## Exercise task:
Write what comes next in the personal introduction below from a Carnegie Mellon PhD student, picking up after its last sentence.

## Document:
►

Hi, My Name Is
I am Jin-Dong (Mark) Dong, a final-year CyLab PhD student at Carnegie Mellon University advised by Prof. Nicolas Christin. My research focuses on understanding and protecting users in digital environments through user behavior analytics. By analyzing patterns in how users interact with the systems, I can identify vulnerabilities and predict threats across different domains, such as assessing financial risks in cryptocurrency applications and protecting users from malicious actors online.
Before joining CMU, I received my bachelor’s degree in Computer Science at National Tsing-Hua University. I did research on Neural Architecture Search (NAS) with Prof. Min Sun where we proposed a framework to automatically generate neural networks based on user demands.

◄

## Extracted entries:
►

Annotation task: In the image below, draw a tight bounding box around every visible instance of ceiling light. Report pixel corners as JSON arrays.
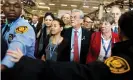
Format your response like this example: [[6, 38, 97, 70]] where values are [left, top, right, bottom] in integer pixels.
[[38, 6, 50, 10], [83, 6, 89, 8], [71, 5, 77, 7], [125, 9, 129, 11], [93, 6, 98, 9], [61, 4, 67, 6], [49, 4, 55, 6], [38, 2, 45, 5]]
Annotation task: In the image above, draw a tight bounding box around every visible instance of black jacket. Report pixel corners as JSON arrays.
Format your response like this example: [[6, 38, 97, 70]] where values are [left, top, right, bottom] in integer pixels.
[[63, 27, 91, 64]]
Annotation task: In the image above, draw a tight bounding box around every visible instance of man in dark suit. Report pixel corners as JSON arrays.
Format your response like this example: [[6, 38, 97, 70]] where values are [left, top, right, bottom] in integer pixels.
[[64, 9, 91, 64]]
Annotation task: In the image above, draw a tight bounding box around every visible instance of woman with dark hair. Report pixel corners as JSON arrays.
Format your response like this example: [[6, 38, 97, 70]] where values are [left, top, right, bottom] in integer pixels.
[[40, 18, 69, 61], [36, 12, 55, 58]]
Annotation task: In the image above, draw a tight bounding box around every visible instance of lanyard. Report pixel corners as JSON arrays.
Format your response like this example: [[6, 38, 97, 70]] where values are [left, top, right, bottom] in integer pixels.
[[2, 17, 20, 37], [49, 44, 57, 58], [102, 38, 112, 59]]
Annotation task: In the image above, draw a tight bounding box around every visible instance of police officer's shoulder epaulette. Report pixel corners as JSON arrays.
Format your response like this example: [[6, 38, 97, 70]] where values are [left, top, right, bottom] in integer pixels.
[[15, 26, 28, 34], [104, 56, 130, 74]]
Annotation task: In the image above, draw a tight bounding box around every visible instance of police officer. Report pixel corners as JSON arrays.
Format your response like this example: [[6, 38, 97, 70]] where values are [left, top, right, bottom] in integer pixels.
[[8, 11, 133, 80], [1, 0, 35, 70]]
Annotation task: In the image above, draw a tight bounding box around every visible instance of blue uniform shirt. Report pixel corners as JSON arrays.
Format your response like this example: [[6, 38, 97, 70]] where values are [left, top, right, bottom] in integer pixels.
[[2, 17, 35, 68]]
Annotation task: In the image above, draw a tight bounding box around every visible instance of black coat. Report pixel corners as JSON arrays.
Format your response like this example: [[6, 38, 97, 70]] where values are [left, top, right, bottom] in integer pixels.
[[39, 37, 70, 61]]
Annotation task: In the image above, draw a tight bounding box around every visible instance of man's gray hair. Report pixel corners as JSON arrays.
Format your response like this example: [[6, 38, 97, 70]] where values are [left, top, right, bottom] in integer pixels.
[[72, 9, 84, 19]]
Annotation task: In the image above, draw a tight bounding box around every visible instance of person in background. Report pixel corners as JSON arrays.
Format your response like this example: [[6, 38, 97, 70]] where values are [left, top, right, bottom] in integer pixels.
[[111, 6, 122, 33], [87, 14, 119, 63], [61, 13, 72, 29], [64, 9, 91, 64], [83, 15, 93, 33], [37, 12, 55, 58], [40, 18, 70, 61], [30, 14, 39, 35], [1, 0, 35, 71], [8, 11, 133, 80]]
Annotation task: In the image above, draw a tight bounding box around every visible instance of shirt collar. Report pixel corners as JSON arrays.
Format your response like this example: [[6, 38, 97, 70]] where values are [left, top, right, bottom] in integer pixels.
[[73, 27, 81, 33]]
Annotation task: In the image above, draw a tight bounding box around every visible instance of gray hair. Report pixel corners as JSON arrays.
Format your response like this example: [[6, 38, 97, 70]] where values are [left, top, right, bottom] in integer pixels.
[[72, 9, 84, 19]]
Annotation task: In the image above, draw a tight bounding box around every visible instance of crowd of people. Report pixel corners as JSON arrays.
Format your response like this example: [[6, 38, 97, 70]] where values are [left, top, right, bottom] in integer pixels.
[[1, 0, 133, 80]]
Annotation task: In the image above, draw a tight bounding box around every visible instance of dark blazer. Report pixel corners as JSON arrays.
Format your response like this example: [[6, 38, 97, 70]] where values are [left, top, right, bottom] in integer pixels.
[[1, 36, 8, 60], [63, 27, 91, 64], [39, 37, 70, 61]]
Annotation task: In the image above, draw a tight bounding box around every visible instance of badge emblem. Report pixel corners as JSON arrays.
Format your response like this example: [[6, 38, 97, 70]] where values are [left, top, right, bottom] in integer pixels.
[[105, 56, 130, 74]]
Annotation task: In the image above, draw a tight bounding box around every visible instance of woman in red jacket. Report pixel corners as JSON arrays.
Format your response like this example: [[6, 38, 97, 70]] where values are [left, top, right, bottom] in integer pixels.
[[86, 15, 119, 63]]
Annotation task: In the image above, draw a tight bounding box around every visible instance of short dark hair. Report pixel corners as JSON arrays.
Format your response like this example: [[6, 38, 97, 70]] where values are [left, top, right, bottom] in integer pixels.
[[44, 12, 55, 19], [100, 14, 115, 25], [118, 11, 133, 40], [54, 18, 65, 27]]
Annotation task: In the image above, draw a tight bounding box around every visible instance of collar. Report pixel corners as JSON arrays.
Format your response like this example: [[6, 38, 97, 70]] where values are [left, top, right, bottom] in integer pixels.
[[6, 17, 22, 26]]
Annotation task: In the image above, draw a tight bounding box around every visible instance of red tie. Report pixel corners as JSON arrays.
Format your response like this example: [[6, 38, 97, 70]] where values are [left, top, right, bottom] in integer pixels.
[[74, 31, 79, 62]]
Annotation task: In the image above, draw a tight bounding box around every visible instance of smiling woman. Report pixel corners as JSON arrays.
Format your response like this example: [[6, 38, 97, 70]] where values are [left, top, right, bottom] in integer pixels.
[[2, 0, 22, 21]]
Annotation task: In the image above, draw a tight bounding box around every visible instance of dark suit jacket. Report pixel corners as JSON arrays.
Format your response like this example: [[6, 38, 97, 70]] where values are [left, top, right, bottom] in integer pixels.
[[39, 37, 70, 61], [86, 32, 119, 63], [63, 28, 91, 64]]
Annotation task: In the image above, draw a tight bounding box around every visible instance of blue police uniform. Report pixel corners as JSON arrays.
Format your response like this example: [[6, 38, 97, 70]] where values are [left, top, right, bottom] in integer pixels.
[[2, 17, 35, 68]]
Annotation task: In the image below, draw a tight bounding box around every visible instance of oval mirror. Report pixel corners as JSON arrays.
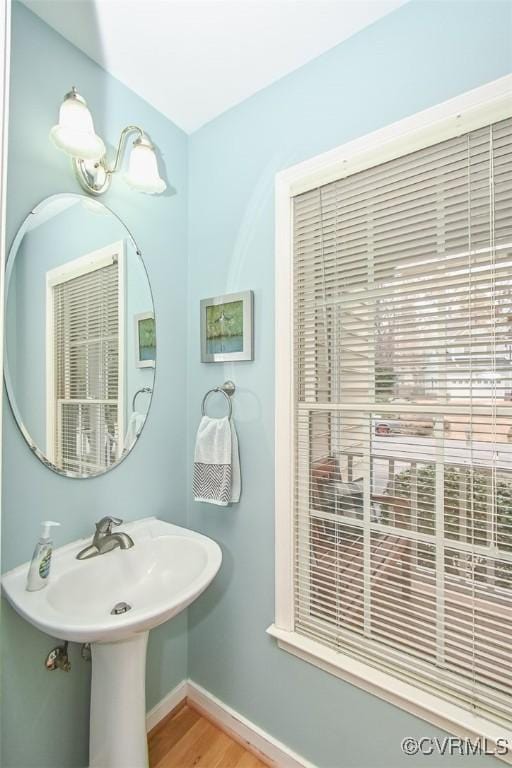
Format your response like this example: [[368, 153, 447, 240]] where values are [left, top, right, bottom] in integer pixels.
[[5, 194, 156, 478]]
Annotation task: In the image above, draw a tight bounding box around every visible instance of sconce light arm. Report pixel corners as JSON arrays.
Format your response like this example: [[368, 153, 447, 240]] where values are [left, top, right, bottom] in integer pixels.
[[107, 125, 144, 174]]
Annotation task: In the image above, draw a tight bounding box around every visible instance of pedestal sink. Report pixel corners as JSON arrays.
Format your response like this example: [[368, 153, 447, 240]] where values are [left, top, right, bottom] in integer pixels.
[[2, 518, 222, 768]]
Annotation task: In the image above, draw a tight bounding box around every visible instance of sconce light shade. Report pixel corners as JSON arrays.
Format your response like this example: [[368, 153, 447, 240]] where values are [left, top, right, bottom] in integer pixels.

◄

## Solved problem:
Outside of work, I enjoy playing baseball, cooking (the four pastas of Rome have a special place in my heart), and making tea-like coffee. My name in traditional Chinese (zh-TW) is 董晉東
Research Projects
Blockchain Phishing Attack Detection
- Developed and deployed a real-time detection system discovering cryptocurrency address poisoning phishing attacks amounting to more than $1M USD in weekly losses. Built high-performance analysis pipelines capable of processing Ethereum (∼ 12s / block) and Binance Smart Chain (∼ 3s / block) transactions in real time and achieved state-of-the-art detection accuracy.
- Media: Cointelegraph
- Publication: USENIX Security 2025
Quantitative Measurement of Tokenomics Impact on User Behaviors
- Analyzing user trading data on $600M NFT-collateralized lending platforms, revealing how sophisticated tokenomics drive user engagement and impose financial risk.
- Publication: WEIS 2025
De-anonymization of Tor Onion Traffics
- Analyzed the limitations of industry-standard Machine Learning approaches for correlating Tor onion traffics and helped the design of a subset-sum algorithm based solution.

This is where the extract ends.